## Short task a:
Collect every line of the records that contains the string "Query", treating uppercase and lowercase as different.

SCHEDULE 14A INFORMATION

PROXY STATEMENT PURSUANT TO SECTION 14(a)
OF THE SECURITIES EXCHANGE ACT OF 1934
(AMENDMENT NO. )

Filed by the Registrant [ ]
Filed by a Party other than the Registrant [x]

Bulldog Investors General Partnership
Attn: Phillip Goldstein
Park 80 West
250 Pehle Ave, Ste 708
Saddle Brook, NJ 07663
Phone: 201 556-0092
Fax: 201 556-0097

Check the appropriate box:
Preliminary Proxy Statement [x]
Confidential, for Use of the Commission Only (as permitted by
Rule 14a-6(e)(2))
Definitive Proxy Statement
Definitive Additional Materials
Soliciting Material Pursuant to ss.240.14a-11(c) or ss.240.14a-
12

Imperial Holdings, Inc.
(Name of Registrant as Specified in Its Charter)

Bulldog Investors General Partnership
Name of Person(s) Filing Proxy Statement, if other than the
Registrant)

Payment of Filing Fee (Check the appropriate box):

No fee required [x].

Fee computed on table below per Exchange Act Rules 14a-6(i)(4)
and 0-11.

(1) Title of each class of securities to which transaction
applies:

(2) Aggregate number of securities to which transaction
applies:

(3) Per unit price or other underlying value of transaction
computed pursuant to Exchange Act Rule 0-11 (Set forth the
amount on which the filing fee is calculated and state how it
was determined):

(4) Proposed maximum aggregate value of transaction:

(5) Total fee paid:

Fee paid previously with preliminary materials [].

Check box if any part of the fee is offset as provided by
Exchange Act Rule 0-11 (a) (2) and identify the filing for which
the offsetting fee was paid previously. Identify the previous
filing by registration statement number, or the Form or Schedule
and the date of its filing [].

(1) Amount Previously Paid:

(2) Form, Schedule or Registration Statement No.:

(3) Filing Party:

(4) Date Filed:


PROXY STATEMENT OF BULLDOG INVESTORS GENERAL PARTNERSHIP FOR THE ANNUAL
MEETING OF SHAREHOLDERS OF IMPERIAL HOLDINGS, INC.

Bulldog Investors General Partnership ("BIGP") is sending this proxy
statement and the enclosed GREEN proxy card to shareholders of
Imperial Holdings, Inc. ("Imperial") of record as of April --, 2012.
We are soliciting a proxy to vote your shares at Imperial's Annual
Meeting of Shareholders (the "Meeting") which is scheduled for
May 17, 2012. Please refer to the Notice of the Meeting and Imperial's
soliciting material, if any, for additional information concerning the
Meeting and the matters to be considered by shareholders. This proxy
statement and the enclosed GREEN proxy card are first being sent to
shareholders on or about April --, 2012.

INTRODUCTION

We anticipate that two matters will be presented for a vote at the Meeting:
(1) the election of seven directors, and (2) the ratification of the
selection of Grant Thornton LLP as Imperial's independent registered public
accounting firm for the fiscal year ending December 31, 2012. In addition,
an affiliate of BIGP intends to present a proposal that any settlement
reached between Imperial and a government agency valued at more than
$1 million shall be ratified by Imperial's shareholders. We are soliciting
a proxy to vote your shares FOR the election of the nominees named below
as a director and FOR each of the aforementioned proposals.

## Short task b:
Write what comes next in the proxy statement for the Imperial Holdings shareholder meeting, starting right after its last sentence.

## Supplied material:
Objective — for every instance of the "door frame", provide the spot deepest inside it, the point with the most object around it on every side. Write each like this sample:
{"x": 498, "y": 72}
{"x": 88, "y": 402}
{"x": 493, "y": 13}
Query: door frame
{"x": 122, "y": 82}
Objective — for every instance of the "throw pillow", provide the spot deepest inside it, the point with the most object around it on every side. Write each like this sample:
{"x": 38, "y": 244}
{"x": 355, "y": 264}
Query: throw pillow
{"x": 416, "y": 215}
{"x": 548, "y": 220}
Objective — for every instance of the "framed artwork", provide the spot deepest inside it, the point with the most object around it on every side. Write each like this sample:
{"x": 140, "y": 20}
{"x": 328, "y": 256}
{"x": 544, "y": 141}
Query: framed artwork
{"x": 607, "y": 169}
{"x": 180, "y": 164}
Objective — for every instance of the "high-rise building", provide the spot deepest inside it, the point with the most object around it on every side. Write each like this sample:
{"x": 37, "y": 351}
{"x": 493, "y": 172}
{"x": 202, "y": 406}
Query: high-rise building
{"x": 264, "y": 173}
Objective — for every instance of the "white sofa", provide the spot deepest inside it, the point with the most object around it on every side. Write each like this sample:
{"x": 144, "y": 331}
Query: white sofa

## Written answer a:
Query: door frame
Query: throw pillow
Query: framed artwork
Query: high-rise building
Query: white sofa

## Written answer b:
REASONS FOR THE SOLICITATION
We believe the greatest threat to Imperial is the ongoing cash drain from
massive spending on legal services since September 27, 2011 when it was
served with a search warrant issued by a Magistrate Judge for the U.S.
District Court in the Southern District of Florida. (Please refer to
Imperial's public filings at www.sec.gov for additional information.)
The independent directors have not responded to our concerns about
controlling these costs and do not have a meaningful ownership stake in
Imperial. In order to align the interests of the board with the interests
of shareholders we believe the independent directors should be replaced
by directors designated by significant shareholders. In addition, our
affiliate intends to propose that any settlement reached between Imperial
and a government agency valued at more than $1 million be ratified by
Imperial's shareholders.

HOW PROXIES WILL BE VOTED
If you complete and return a GREEN proxy card to us and, unless you direct
otherwise, your shares will be voted FOR the election of the nominees
named below and FOR each proposal (if it is presented at the Meeting).
In addition, you will be granting the proxy holders discretionary authority
to vote on any other matters that may come before the Meeting.

VOTING REQUIREMENTS

A quorum is a majority of the total of the 21,202,614 shares outstanding.
The affirmative vote of a plurality of the votes entitled to be cast at
the Meeting is required to elect a director. Approval of each proposal
requires the affirmative vote of a majority of the votes cast for and
against it by all shareholders represented at the Meeting. An abstention
or a broker non-vote will be ignored in determining the votes cast for or
against a proposal.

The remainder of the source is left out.